• _Do this_
Set down, word for word, the stretch of lines from the one containing "Wanted = one point per instance on the short" to the end of the records below.
++++++++++
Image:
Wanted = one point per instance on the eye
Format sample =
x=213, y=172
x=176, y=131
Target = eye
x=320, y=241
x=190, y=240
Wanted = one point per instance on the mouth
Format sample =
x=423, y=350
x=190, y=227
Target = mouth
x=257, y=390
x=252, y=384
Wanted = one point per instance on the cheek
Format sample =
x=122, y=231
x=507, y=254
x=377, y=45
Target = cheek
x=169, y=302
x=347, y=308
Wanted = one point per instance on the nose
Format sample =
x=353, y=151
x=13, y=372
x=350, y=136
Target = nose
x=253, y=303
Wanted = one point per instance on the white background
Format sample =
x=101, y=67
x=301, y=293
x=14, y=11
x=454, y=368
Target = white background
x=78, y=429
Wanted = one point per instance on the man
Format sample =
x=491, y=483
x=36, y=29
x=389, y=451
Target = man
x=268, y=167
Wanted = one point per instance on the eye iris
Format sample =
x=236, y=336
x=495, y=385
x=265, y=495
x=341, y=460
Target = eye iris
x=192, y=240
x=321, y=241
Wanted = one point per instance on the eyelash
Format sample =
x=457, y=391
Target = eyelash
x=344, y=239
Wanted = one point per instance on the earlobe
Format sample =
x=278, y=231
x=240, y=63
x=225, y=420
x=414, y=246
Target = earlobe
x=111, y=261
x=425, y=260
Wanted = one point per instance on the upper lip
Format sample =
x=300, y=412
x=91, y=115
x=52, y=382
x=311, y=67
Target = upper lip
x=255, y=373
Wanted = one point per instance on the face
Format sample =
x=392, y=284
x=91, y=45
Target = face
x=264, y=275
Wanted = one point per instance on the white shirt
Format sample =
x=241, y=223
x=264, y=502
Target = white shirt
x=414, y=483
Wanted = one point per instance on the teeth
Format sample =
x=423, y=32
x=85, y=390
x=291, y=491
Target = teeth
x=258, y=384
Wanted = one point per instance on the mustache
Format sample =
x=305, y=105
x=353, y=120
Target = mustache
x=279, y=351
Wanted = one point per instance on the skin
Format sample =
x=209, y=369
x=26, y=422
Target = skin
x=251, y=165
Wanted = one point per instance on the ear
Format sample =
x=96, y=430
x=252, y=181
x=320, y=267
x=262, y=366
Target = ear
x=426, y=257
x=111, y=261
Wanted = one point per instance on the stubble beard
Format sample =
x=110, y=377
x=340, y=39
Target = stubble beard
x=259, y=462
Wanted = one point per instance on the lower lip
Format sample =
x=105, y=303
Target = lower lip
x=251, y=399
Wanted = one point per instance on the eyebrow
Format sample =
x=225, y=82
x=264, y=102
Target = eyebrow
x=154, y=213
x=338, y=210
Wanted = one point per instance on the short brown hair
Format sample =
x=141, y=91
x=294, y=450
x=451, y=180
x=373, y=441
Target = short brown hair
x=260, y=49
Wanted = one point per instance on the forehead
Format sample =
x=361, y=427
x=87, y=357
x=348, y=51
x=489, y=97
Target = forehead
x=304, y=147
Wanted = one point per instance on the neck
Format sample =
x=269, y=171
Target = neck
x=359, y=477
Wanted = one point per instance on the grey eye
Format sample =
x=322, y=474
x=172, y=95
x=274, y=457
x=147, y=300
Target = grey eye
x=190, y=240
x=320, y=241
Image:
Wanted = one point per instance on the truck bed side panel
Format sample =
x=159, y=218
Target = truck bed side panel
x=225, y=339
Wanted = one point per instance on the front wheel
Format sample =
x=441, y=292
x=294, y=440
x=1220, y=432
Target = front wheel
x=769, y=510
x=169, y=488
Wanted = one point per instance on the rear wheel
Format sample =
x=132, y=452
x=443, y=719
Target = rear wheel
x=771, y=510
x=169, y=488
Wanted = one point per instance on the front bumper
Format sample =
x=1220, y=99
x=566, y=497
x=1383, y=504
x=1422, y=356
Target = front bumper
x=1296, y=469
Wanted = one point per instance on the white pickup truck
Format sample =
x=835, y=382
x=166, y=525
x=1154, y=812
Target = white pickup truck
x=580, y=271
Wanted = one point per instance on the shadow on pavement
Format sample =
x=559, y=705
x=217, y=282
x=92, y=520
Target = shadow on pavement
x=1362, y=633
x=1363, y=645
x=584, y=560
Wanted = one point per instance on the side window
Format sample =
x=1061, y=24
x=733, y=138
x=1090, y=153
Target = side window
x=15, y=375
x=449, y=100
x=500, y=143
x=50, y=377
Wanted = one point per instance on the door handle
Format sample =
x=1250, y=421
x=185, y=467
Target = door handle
++++++++++
• _Output of the exercise_
Wanted = one point per instance on the short brown hair
Format sample =
x=141, y=91
x=294, y=450
x=451, y=180
x=373, y=441
Target = short brown hair
x=260, y=49
Wanted = one point per instance on the forehead
Format sample =
x=361, y=427
x=87, y=357
x=348, y=51
x=489, y=97
Target = forehead
x=304, y=147
Wanted = one point per instance on the neck
Format sample =
x=269, y=171
Target = neck
x=359, y=477
Wanted = one point per instance on the grey eye
Format sample =
x=322, y=474
x=172, y=95
x=274, y=457
x=147, y=300
Target = grey eye
x=190, y=240
x=320, y=241
Image:
Wanted = one point per instance on the truck bed side panel
Format sample =
x=159, y=218
Target = truck bed side panel
x=225, y=339
Wanted = one point per instance on the front wheel
Format sample =
x=441, y=292
x=294, y=440
x=1220, y=432
Target = front wheel
x=769, y=510
x=169, y=488
Wanted = one point per instance on the rear wheel
Format sample =
x=132, y=452
x=443, y=719
Target = rear wheel
x=771, y=510
x=169, y=488
Wanted = one point per instance on the front bumper
Format sample =
x=1220, y=99
x=566, y=497
x=1383, y=504
x=1422, y=356
Target = front bumper
x=1296, y=469
Wanted = one point per instance on the white pickup truck
Format sample =
x=835, y=382
x=166, y=525
x=1154, y=812
Target = white pickup truck
x=580, y=271
Wanted = one point per instance on the shadow on pavement
Format sample =
x=559, y=705
x=217, y=282
x=92, y=520
Target = shadow on pavement
x=1362, y=633
x=1363, y=645
x=584, y=560
Wanted = one point per instance on the side window
Format sample =
x=1061, y=24
x=733, y=138
x=1090, y=153
Target = side window
x=15, y=375
x=449, y=100
x=500, y=143
x=50, y=377
Wanted = one point per instance on the door handle
Format sample =
x=1250, y=421
x=185, y=467
Target = door handle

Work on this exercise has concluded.